-- Start Exercise material --
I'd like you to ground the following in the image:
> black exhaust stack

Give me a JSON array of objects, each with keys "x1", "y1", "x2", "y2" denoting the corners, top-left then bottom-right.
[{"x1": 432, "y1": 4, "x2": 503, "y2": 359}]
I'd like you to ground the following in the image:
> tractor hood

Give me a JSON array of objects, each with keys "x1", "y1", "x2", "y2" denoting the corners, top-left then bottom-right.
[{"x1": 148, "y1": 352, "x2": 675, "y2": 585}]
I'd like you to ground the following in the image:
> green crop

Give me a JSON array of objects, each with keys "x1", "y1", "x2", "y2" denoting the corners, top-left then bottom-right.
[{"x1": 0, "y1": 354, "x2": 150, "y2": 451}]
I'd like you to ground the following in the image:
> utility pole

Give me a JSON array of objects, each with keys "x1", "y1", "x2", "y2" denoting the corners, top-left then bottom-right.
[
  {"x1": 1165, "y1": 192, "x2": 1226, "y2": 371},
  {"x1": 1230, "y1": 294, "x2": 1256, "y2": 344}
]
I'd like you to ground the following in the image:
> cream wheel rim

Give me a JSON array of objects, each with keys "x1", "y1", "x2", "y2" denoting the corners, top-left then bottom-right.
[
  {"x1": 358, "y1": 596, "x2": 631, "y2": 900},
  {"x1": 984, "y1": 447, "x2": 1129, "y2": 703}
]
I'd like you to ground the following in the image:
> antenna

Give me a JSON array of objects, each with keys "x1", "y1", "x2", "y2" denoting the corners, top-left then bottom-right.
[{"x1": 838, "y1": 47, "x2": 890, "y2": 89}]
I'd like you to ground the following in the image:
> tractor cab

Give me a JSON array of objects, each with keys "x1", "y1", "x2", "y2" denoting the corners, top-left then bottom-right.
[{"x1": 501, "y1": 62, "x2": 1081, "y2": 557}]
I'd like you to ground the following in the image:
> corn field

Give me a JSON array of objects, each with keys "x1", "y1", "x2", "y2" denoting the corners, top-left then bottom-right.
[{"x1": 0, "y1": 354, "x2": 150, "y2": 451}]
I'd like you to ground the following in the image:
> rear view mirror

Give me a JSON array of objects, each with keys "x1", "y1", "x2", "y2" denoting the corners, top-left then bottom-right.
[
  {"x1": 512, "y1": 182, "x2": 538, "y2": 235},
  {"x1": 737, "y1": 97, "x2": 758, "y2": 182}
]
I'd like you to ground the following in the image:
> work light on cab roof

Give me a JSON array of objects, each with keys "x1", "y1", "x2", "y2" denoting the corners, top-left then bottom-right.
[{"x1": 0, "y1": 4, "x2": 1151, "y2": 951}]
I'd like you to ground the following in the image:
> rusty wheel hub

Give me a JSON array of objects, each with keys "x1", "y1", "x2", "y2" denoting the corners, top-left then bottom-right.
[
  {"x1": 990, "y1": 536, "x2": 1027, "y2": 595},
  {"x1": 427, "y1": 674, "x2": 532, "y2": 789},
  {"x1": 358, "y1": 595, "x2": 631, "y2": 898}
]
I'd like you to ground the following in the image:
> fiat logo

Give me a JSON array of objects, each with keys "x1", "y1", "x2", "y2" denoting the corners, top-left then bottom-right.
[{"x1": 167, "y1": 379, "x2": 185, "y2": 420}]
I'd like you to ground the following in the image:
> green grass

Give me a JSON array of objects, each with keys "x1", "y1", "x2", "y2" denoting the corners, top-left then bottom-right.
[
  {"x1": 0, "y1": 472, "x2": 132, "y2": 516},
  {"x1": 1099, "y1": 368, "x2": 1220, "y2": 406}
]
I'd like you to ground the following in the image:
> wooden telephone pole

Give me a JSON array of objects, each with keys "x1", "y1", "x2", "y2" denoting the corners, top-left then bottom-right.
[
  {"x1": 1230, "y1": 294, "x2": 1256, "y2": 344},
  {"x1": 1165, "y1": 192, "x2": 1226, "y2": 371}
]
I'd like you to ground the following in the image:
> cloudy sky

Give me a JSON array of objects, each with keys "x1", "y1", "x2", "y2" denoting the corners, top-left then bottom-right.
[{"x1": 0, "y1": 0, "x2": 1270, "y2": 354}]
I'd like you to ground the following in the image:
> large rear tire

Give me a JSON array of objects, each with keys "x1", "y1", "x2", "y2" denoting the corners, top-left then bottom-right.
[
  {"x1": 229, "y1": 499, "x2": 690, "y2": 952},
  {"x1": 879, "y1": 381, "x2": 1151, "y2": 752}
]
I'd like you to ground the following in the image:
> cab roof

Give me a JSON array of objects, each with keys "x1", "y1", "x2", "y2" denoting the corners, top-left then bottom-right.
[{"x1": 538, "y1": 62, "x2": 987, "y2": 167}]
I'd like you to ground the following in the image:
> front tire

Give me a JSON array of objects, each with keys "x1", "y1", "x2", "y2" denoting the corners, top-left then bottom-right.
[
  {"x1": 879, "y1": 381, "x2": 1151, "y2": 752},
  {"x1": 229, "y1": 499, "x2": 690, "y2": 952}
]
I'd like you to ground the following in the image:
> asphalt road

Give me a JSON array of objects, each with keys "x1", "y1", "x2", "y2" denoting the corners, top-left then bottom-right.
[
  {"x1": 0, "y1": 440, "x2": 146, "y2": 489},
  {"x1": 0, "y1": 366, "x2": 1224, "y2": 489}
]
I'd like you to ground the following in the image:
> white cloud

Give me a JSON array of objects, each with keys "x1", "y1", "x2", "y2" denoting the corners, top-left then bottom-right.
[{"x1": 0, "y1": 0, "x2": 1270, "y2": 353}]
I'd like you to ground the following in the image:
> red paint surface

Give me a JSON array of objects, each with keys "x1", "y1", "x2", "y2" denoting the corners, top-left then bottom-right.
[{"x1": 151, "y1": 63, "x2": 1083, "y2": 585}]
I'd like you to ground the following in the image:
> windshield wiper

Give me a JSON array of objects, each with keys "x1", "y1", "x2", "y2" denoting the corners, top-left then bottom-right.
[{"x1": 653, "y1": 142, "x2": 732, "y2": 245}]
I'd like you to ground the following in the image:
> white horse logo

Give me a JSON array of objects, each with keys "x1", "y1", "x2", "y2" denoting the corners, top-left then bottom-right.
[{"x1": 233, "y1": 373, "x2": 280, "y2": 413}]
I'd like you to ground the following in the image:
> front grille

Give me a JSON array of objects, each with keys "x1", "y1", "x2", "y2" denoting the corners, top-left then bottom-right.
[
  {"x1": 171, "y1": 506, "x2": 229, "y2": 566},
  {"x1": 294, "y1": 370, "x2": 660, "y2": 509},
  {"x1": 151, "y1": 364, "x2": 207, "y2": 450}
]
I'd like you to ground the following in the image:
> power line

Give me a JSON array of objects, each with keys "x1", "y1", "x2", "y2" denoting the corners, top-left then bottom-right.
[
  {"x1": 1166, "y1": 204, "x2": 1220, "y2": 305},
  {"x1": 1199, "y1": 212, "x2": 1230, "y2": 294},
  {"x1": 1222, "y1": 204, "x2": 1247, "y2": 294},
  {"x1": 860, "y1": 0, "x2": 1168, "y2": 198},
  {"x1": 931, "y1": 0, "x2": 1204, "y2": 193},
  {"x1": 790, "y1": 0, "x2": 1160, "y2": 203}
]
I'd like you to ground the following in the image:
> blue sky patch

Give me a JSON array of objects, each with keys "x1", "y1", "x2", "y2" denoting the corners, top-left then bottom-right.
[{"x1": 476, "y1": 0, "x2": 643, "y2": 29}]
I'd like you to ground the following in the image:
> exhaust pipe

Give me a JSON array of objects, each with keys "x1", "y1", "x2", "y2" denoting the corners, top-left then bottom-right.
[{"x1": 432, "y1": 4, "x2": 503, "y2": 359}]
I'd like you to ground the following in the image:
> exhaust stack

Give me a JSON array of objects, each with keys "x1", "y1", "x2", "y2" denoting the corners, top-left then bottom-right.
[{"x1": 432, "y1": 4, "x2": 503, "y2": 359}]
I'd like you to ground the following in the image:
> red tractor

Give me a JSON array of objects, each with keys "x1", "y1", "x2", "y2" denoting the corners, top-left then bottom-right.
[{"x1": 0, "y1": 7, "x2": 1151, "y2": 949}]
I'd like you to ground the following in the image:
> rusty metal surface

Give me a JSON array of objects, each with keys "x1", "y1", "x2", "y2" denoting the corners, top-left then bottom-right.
-- End Exercise material --
• [The exercise]: Pick out each line above that contains the word "pole" and copy it.

• [Task answer]:
> utility pole
> wooden telephone pole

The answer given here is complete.